→ Exercise
Filter the listing below, please, and copy only the lines with the word "stack".
+ + + + +
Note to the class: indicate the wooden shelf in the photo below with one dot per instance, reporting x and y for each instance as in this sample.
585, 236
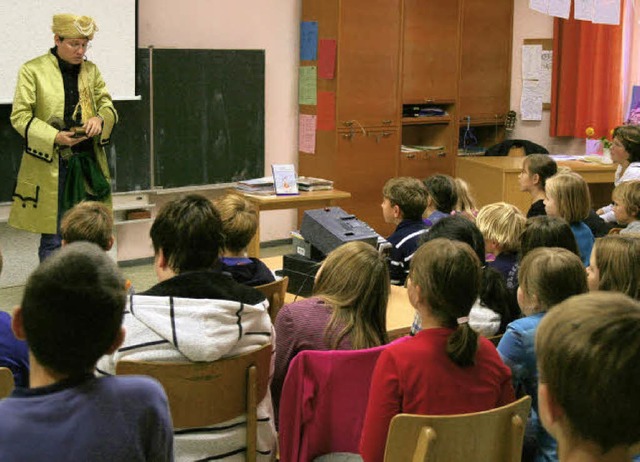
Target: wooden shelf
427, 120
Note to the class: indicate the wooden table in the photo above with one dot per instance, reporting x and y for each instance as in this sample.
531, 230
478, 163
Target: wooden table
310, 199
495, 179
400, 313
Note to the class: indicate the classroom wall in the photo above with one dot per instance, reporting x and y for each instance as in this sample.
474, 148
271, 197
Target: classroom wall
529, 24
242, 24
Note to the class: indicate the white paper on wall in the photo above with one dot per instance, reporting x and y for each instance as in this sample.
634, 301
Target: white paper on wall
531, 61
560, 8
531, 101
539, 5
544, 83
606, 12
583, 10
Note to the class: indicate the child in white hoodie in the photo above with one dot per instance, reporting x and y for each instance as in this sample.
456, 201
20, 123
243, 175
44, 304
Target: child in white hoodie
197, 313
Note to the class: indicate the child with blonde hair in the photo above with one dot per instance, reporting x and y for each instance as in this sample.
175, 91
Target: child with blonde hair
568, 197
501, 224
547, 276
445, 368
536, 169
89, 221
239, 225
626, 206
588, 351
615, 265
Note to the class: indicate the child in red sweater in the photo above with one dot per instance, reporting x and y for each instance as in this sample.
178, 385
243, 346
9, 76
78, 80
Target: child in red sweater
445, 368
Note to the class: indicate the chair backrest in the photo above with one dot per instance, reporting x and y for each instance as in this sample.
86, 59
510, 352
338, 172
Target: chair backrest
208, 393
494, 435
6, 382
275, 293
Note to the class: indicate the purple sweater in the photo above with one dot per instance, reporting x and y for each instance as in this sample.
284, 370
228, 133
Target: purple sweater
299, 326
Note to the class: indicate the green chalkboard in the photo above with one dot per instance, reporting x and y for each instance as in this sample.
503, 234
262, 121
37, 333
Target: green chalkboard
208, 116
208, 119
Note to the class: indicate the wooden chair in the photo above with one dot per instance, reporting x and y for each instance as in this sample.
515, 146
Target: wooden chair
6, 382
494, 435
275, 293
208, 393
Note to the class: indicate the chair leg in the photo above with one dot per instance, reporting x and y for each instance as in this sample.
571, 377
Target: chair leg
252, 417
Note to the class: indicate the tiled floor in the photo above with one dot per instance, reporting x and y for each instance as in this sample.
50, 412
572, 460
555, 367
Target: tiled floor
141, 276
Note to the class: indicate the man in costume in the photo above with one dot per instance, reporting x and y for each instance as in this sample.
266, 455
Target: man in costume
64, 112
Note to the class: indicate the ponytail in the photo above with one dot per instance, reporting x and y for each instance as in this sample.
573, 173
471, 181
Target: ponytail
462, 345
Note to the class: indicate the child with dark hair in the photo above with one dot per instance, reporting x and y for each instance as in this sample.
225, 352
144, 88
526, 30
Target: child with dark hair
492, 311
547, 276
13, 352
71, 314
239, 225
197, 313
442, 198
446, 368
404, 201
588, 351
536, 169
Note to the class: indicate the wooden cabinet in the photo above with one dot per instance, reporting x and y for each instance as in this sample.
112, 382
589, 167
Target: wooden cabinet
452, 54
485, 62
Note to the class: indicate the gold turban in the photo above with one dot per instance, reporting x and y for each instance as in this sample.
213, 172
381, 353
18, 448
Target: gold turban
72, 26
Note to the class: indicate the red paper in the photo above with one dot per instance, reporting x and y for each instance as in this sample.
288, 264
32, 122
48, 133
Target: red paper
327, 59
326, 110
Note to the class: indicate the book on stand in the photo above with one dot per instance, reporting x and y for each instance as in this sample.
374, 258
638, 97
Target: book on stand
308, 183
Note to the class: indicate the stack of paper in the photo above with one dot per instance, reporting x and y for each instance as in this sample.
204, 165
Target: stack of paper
+ + + + +
→ Your solution
Note to the class: indicate the stack of paper in the photo above with one dot per instance, reporting x and y for each instance as in this sample.
Target: stack of paper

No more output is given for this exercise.